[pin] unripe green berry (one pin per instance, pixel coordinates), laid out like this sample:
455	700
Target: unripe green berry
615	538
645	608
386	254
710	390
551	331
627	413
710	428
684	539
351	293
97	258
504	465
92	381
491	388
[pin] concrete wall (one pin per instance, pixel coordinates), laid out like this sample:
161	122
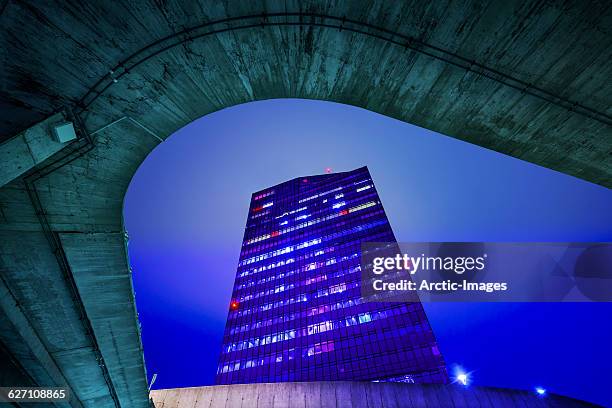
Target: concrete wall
352	395
529	79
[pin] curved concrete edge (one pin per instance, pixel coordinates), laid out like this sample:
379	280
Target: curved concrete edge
352	395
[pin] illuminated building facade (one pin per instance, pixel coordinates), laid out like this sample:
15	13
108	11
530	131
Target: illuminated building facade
══════════
Recopiez mot pour mot tout le matériel ci-dessus, en laissant les images de côté.

[pin] unripe green berry (one pin per instance, pixel coordinates), laid out like this sample:
455	700
Target: unripe green berry
615	538
645	608
386	254
710	390
551	331
627	413
710	428
684	539
351	293
97	258
504	465
92	381
491	388
[pin] concrete wall (one pin per instance, pixel coordinates), laid out like this sample:
161	122
Target: concrete wall
352	395
529	79
[pin] curved concrete edge (one pin per instance, pixel coordinates), laid out like this sample:
379	280
Target: curved concrete edge
352	395
[pin] illuminated building facade (one pin per instance, pixel coordinates), laid out like this sample:
15	13
108	11
530	131
Target: illuminated building facade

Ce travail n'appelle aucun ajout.